SHORT EXERCISE —
Repeat the lines verbatim, starting at the line containing "target: concrete sidewalk" and ending at the line containing "[[256, 142], [68, 174], [0, 192], [256, 192]]", with both of those lines included.

DATASET —
(begin)

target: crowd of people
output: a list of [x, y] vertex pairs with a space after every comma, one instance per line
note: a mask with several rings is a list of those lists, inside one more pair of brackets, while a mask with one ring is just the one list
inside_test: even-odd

(end)
(begin)

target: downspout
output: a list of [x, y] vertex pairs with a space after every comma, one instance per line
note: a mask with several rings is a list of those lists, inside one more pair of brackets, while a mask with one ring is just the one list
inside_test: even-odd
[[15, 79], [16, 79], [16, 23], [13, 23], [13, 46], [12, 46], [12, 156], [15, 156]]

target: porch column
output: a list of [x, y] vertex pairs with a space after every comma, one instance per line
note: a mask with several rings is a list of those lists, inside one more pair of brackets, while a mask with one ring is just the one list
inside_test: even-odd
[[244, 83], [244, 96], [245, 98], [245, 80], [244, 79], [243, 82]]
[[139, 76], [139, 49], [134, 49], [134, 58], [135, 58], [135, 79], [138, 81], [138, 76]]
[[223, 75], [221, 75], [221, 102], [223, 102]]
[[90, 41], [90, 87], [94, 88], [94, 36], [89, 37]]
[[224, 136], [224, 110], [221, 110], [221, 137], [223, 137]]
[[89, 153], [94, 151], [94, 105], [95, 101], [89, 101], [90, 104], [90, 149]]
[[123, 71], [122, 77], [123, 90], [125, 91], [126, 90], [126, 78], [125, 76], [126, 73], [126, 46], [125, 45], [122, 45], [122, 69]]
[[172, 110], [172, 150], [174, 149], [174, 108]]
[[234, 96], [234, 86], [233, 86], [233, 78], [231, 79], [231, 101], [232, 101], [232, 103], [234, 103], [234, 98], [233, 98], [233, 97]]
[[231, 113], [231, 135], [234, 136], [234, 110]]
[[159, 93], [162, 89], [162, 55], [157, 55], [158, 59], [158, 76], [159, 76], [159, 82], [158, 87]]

(end)
(begin)

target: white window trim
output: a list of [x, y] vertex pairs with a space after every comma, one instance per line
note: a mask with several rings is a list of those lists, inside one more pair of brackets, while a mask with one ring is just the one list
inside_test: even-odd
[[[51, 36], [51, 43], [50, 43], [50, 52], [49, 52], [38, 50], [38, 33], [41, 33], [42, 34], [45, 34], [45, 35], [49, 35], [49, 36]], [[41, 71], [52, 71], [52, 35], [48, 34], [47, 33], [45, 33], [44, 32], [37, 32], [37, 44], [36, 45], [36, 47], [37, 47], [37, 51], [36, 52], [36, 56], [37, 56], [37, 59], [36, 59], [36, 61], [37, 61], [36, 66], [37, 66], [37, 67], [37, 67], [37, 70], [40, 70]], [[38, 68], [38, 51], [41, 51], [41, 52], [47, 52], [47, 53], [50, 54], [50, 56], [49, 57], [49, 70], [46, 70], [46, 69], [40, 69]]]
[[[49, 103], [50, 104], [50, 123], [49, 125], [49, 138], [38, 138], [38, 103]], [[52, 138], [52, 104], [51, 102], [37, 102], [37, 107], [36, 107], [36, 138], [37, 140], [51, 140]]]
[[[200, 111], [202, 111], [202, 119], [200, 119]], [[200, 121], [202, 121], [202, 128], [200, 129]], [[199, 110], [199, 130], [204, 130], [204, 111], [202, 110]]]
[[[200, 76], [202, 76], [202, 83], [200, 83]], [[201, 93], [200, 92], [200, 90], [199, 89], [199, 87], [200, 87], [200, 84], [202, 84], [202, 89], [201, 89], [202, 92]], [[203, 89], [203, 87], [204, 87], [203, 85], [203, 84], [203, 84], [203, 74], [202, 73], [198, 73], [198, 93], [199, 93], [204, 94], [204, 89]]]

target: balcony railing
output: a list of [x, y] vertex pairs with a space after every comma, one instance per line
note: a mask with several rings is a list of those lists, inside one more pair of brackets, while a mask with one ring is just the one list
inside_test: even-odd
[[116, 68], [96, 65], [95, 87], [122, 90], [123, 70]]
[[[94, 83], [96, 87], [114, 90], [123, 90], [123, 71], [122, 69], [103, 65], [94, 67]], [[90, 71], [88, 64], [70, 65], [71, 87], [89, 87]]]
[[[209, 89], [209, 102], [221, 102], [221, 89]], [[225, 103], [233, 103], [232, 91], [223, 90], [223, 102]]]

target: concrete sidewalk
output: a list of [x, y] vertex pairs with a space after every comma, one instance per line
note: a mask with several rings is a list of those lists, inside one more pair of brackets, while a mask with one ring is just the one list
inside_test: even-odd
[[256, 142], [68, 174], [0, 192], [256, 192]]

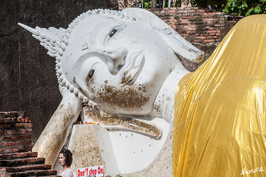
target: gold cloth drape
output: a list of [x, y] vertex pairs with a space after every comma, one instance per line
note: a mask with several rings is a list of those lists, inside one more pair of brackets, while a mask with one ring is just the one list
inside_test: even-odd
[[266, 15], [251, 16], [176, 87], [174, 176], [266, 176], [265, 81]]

(end)

RESPONSE TO THIS TASK —
target: concrete sidewalk
output: a list of [x, y] vertex pairs with a space after every comma, one instance per line
note: a mask with several rings is a list of those lists, inside one more pair of brackets, while a mask with one ring is just the one list
inside_test: even-odd
[[256, 142], [68, 174], [0, 192], [256, 192]]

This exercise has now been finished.